● Exercise directions
Locate each line in the records below that contains the word "tree" and copy every such line in full.
* begin Raw records *
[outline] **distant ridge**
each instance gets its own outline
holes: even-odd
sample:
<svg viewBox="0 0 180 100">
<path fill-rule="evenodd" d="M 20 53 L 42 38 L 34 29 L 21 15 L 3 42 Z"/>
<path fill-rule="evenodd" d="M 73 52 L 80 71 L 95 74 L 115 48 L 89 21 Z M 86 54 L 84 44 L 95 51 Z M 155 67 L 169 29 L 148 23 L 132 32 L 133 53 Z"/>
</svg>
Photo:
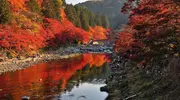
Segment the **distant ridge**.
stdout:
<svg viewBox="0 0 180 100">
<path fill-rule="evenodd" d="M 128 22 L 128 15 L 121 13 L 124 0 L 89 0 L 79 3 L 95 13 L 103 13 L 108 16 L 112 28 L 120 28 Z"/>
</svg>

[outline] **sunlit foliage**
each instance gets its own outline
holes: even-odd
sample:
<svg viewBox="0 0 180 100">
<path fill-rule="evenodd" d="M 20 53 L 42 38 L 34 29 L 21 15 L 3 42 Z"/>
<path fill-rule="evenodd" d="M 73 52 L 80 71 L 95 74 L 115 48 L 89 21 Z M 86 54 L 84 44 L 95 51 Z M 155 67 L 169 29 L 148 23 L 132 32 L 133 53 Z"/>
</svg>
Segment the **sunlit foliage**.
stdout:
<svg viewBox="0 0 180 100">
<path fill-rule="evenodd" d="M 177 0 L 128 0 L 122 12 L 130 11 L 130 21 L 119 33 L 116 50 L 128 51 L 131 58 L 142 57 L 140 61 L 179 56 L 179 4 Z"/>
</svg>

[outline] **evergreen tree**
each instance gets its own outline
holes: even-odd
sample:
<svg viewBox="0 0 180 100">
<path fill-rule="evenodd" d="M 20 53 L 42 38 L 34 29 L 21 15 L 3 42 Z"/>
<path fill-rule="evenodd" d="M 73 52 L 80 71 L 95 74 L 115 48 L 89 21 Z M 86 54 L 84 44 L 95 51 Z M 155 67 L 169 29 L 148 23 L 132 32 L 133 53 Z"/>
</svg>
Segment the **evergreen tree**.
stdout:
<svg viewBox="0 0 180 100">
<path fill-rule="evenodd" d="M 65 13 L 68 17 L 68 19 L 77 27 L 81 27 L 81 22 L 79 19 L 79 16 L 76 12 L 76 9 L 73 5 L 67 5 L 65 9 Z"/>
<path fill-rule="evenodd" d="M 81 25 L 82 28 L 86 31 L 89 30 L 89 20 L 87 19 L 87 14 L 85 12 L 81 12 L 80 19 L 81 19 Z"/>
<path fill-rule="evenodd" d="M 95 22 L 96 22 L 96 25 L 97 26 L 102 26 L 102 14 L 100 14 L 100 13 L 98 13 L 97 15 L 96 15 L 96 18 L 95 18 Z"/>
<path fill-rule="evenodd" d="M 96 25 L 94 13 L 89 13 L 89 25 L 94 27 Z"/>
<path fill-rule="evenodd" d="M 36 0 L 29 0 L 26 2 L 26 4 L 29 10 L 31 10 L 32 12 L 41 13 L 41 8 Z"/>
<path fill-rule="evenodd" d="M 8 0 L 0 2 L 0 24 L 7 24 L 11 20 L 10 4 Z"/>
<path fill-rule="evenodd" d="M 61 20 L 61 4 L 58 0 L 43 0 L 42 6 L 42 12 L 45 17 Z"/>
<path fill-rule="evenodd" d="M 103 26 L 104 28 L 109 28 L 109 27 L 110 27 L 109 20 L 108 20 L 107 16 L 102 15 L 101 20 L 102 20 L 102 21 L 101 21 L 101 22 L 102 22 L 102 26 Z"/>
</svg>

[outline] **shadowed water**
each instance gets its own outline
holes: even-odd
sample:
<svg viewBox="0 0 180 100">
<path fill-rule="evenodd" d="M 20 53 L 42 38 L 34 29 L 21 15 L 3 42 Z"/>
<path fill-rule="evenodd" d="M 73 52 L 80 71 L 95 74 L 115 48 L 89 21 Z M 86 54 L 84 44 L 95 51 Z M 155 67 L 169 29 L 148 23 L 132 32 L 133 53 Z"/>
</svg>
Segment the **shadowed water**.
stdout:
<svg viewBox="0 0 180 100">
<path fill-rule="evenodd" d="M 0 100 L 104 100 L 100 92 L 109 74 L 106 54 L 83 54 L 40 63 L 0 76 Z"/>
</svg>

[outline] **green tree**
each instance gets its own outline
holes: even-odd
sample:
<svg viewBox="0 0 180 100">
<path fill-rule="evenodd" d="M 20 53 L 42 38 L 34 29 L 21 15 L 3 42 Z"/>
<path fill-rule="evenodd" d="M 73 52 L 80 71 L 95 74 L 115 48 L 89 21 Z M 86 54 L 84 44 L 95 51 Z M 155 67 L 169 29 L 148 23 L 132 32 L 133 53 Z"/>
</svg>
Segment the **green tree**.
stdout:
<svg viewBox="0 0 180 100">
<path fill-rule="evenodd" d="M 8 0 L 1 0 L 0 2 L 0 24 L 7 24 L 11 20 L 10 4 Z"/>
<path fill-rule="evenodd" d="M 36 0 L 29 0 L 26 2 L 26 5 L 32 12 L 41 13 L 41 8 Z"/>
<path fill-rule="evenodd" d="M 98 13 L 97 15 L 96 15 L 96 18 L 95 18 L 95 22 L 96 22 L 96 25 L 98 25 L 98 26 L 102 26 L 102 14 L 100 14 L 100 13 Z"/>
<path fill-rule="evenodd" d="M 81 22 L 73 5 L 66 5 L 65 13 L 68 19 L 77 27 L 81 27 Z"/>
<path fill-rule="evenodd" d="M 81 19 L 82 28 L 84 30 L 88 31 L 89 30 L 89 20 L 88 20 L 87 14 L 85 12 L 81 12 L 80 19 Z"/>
* end Raw records *
● Finished answer
[outline] **evergreen tree**
Segment the **evergreen tree**.
[outline] **green tree**
Segment the **green tree**.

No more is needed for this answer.